AIM – Copy out every line of the listing below word for word, from the first line to the last.

-- Begin MATERIAL PROVIDED --

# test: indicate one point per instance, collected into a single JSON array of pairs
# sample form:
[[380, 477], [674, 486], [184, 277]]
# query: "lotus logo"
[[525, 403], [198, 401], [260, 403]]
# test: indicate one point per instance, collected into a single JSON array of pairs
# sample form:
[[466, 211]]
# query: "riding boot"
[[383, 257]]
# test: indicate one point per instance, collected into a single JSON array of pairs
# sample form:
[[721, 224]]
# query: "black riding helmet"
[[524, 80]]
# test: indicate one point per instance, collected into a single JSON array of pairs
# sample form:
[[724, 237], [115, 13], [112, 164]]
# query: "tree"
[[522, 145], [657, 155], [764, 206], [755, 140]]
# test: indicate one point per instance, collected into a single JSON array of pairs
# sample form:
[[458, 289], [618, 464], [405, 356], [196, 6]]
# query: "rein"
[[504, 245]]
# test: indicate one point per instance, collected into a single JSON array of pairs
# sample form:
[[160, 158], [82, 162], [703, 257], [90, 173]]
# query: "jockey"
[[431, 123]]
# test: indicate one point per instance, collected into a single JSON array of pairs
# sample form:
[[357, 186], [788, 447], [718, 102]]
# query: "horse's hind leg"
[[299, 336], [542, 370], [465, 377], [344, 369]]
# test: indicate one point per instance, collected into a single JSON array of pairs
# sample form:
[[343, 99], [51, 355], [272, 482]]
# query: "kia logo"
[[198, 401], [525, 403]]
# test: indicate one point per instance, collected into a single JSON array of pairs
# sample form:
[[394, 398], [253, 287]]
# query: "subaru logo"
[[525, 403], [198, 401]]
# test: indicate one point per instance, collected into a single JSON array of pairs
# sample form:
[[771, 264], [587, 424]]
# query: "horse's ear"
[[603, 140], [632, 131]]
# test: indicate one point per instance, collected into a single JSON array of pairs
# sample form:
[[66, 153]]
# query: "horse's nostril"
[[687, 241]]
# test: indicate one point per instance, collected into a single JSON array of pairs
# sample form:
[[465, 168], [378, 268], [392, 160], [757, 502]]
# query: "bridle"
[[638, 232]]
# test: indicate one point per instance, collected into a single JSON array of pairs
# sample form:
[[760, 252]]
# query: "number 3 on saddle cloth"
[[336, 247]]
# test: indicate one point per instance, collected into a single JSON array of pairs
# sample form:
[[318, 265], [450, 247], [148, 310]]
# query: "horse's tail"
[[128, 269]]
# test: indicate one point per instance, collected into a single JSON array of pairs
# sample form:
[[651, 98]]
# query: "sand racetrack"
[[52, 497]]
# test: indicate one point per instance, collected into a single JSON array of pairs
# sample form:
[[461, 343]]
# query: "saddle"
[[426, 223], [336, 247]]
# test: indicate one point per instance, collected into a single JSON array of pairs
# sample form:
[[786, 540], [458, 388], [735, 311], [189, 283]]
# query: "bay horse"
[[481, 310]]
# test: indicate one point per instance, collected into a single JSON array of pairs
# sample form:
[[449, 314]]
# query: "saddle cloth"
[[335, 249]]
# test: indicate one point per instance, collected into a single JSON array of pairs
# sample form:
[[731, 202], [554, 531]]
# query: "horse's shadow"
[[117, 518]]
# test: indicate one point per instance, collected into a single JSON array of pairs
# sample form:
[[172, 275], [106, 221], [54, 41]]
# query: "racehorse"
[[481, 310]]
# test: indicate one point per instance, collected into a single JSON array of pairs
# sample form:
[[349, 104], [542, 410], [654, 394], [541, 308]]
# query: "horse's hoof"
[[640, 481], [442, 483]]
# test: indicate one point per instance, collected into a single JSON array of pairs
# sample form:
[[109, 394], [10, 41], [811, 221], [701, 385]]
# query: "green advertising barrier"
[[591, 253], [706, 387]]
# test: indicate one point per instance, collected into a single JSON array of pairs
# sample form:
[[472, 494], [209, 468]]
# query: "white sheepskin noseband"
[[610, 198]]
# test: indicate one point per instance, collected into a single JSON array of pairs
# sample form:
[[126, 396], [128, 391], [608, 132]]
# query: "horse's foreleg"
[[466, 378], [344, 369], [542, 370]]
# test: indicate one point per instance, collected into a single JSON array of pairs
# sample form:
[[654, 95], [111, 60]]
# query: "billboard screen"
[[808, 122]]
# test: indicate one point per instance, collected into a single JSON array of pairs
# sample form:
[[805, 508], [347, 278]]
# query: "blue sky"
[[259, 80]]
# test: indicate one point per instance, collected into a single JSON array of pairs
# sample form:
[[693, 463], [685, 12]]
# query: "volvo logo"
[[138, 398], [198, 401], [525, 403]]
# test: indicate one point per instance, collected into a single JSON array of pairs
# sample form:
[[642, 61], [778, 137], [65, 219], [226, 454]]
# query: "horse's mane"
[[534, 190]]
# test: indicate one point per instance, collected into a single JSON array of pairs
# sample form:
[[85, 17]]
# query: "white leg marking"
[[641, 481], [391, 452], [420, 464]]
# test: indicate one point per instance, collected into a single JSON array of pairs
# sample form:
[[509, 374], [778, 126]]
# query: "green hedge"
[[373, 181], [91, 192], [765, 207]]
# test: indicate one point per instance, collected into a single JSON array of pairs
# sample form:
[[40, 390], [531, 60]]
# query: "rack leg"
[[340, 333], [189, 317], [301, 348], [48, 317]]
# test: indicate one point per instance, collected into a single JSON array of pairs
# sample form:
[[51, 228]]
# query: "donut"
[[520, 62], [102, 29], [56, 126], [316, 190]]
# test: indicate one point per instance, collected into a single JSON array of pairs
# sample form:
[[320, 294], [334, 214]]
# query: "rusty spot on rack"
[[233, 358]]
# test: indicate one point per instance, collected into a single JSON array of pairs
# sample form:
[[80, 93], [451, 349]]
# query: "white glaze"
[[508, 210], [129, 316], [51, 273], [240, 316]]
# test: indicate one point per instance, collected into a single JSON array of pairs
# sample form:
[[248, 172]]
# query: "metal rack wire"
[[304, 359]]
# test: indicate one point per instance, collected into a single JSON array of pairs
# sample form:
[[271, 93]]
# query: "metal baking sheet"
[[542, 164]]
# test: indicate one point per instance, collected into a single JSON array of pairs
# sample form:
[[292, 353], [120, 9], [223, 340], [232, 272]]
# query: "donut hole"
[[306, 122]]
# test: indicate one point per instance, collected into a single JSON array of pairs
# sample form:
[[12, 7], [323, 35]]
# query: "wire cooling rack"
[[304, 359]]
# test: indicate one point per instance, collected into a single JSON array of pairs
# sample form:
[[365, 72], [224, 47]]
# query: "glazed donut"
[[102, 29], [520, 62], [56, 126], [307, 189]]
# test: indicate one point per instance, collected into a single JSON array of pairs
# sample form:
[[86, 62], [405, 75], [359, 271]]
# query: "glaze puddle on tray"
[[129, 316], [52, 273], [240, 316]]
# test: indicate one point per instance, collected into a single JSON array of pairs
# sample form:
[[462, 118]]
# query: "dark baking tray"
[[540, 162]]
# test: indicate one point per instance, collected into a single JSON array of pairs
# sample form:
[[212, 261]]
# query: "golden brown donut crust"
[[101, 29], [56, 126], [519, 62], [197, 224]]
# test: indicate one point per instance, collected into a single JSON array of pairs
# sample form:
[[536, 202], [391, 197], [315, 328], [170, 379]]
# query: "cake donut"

-- End MATERIAL PROVIDED --

TASK OUTPUT –
# test: indicate one point per instance, collected into a single JSON array of pairs
# sample form:
[[380, 477], [674, 486], [184, 277]]
# query: "lotus logo"
[[525, 403], [198, 401], [260, 403]]
# test: indicate one point per instance, collected into a single JSON array of pairs
# sample form:
[[466, 211]]
# query: "riding boot"
[[383, 257]]
# test: indicate one point per instance, collected into a single JSON array of pairs
# sample form:
[[721, 224]]
# query: "black riding helmet"
[[524, 80]]
# test: indicate one point per instance, collected into a single JSON array of pairs
# sample form:
[[724, 237], [115, 13], [112, 164]]
# query: "tree"
[[522, 145], [657, 155], [764, 206], [755, 140]]
# test: indicate one point per instance, collected into a single JSON array of pairs
# sample form:
[[458, 289], [618, 464], [405, 356], [196, 6]]
# query: "rein"
[[504, 245]]
# test: indicate one point per instance, collected into a single JSON array of pairs
# sample form:
[[160, 158], [82, 162], [703, 257], [90, 173]]
# query: "jockey"
[[431, 123]]
# test: indicate one point per instance, collected into a single JSON array of pairs
# sample form:
[[357, 186], [788, 447], [718, 102]]
# query: "horse's hind leg"
[[299, 336], [542, 370], [465, 377], [344, 369]]
# test: indicate one point per instance, collected into a single JSON array of pairs
# sample form:
[[343, 99], [51, 355], [272, 482]]
# query: "kia logo"
[[198, 401], [525, 403]]
# test: indicate one point per instance, collected into a single JSON array of pairs
# sample form:
[[394, 398], [253, 287]]
# query: "subaru logo"
[[525, 403], [198, 401]]
# test: indicate one point per instance, collected into a single JSON array of pairs
# sample form:
[[771, 264], [587, 424]]
# query: "horse's ear"
[[603, 140], [632, 131]]
# test: indicate one point per instance, collected into a single JSON array of pairs
# sample form:
[[66, 153]]
# query: "horse's nostril"
[[687, 241]]
# test: indicate one point per instance, collected into a single JSON array of pairs
# sample form:
[[465, 168], [378, 268], [392, 160], [757, 502]]
# query: "bridle"
[[638, 232]]
# test: indicate one point per instance, collected into a single JSON array of pairs
# sample form:
[[760, 252]]
# query: "number 3 on saddle cloth"
[[336, 247]]
# test: indicate one point per instance, collected into a single JSON array of pairs
# sample form:
[[318, 265], [450, 247], [148, 310]]
# query: "horse's tail"
[[128, 269]]
# test: indicate one point per instance, collected into a single JSON array of pairs
# sample form:
[[651, 98]]
# query: "sand racetrack"
[[52, 497]]
# test: indicate one point per instance, collected into a single JSON array of pairs
# sample form:
[[461, 343]]
# query: "saddle"
[[426, 223], [336, 247]]
# test: indicate one point per instance, collected into a single JSON array of pairs
# sample form:
[[786, 540], [458, 388], [735, 311], [189, 283]]
# query: "bay horse"
[[481, 310]]
# test: indicate one point per instance, collected into a single JSON array of pairs
# sample form:
[[449, 314]]
# query: "saddle cloth"
[[335, 249]]
# test: indicate one point per instance, collected into a single JSON array of pairs
# sample form:
[[731, 202], [554, 531]]
# query: "horse's shadow"
[[117, 518]]
# test: indicate one point per instance, collected into a single JSON array of pairs
# sample form:
[[172, 275], [106, 221], [54, 41]]
# query: "racehorse"
[[481, 310]]
# test: indicate one point per instance, collected into a single JSON array of pairs
# sample form:
[[349, 104], [542, 410], [654, 394], [541, 308]]
# query: "horse's hoof"
[[640, 481], [442, 483]]
# test: indicate one point per instance, collected into a single JSON array of pairs
# sample form:
[[109, 394], [10, 41], [811, 221], [701, 385]]
# query: "green advertising barrier"
[[591, 253], [706, 387]]
# test: indicate one point per instance, collected into a single JSON array of pairs
# sample form:
[[472, 494], [209, 468]]
# query: "white sheepskin noseband"
[[610, 198]]
# test: indicate one point per instance, collected into a single JSON array of pairs
# sample form:
[[126, 396], [128, 391], [608, 132]]
# query: "horse's foreleg"
[[466, 378], [344, 369], [542, 370]]
# test: indicate one point per instance, collected into a single JSON array of pairs
# sample form:
[[654, 95], [111, 60]]
# query: "billboard screen"
[[808, 122]]
# test: indicate one point per instance, collected into a single JSON array of pairs
# sample form:
[[805, 508], [347, 278]]
# query: "blue sky"
[[259, 80]]
# test: indicate one point per instance, collected into a single JSON array of pairs
# sample form:
[[693, 463], [685, 12]]
# query: "volvo logo"
[[138, 398], [198, 401], [525, 403]]
# test: indicate one point per instance, collected into a single JSON array of pairs
# sample form:
[[642, 61], [778, 137], [65, 219], [226, 454]]
# query: "horse's mane"
[[534, 190]]
# test: indicate one point per instance, collected into a single JSON array of pairs
# sample form:
[[85, 17]]
# query: "white leg marking"
[[641, 481], [391, 452], [420, 464]]
# test: indicate one point per instance, collected into a single JSON array of pairs
# sample form:
[[509, 374], [778, 126]]
# query: "green hedge"
[[373, 181], [91, 192], [765, 207]]
# test: indicate one point per instance, collected into a single JSON array of pairs
# sample form:
[[40, 390], [531, 60]]
# query: "rack leg"
[[340, 333], [189, 317], [301, 348], [48, 317]]
# test: indicate one point per instance, collected into a single JSON array of pairs
# sample form:
[[51, 228]]
# query: "donut"
[[520, 62], [102, 29], [56, 126], [316, 190]]
# test: indicate one point per instance, collected into a single JSON array of pairs
# sample form:
[[320, 294], [334, 214]]
# query: "rusty spot on rack"
[[233, 358]]
# test: indicate one point per instance, collected into a single JSON array of pairs
# sample form:
[[80, 93], [451, 349]]
# query: "white glaze"
[[508, 210], [129, 316], [51, 273], [240, 316]]
# test: indicate one point per instance, collected into a single JSON array of pairs
# sample form:
[[248, 172]]
# query: "metal rack wire"
[[304, 359]]
# test: indicate one point per instance, collected into a single JSON array of pairs
# sample form:
[[271, 93]]
# query: "metal baking sheet"
[[542, 164]]
# test: indicate one point per instance, collected into a single JSON array of pairs
# sample form:
[[292, 353], [120, 9], [223, 340], [232, 272]]
# query: "donut hole"
[[306, 122]]
# test: indicate one point per instance, collected into a single JSON array of pairs
# sample form:
[[12, 7], [323, 35]]
# query: "wire cooling rack"
[[304, 359]]
# test: indicate one point per instance, collected into a single JSON array of pairs
# sample form:
[[365, 72], [224, 47]]
# query: "glazed donut"
[[102, 29], [520, 62], [56, 126], [307, 189]]
# test: indicate one point per instance, collected into a single JSON array of pairs
# sample form:
[[86, 62], [405, 75], [359, 271]]
# query: "glaze puddle on tray"
[[129, 316], [52, 273], [240, 316]]
# test: indicate one point per instance, collected into a single JSON array of pairs
# sample form:
[[462, 118]]
# query: "dark baking tray"
[[540, 162]]
# test: indicate one point per instance, collected into a single JSON array of pairs
# sample form:
[[212, 261]]
# query: "golden brown donut crust"
[[101, 29], [56, 126], [519, 62], [197, 224]]
# test: indicate one point per instance, collected into a single JSON array of pairs
# sample form:
[[536, 202], [391, 197], [315, 328], [170, 379]]
# query: "cake donut"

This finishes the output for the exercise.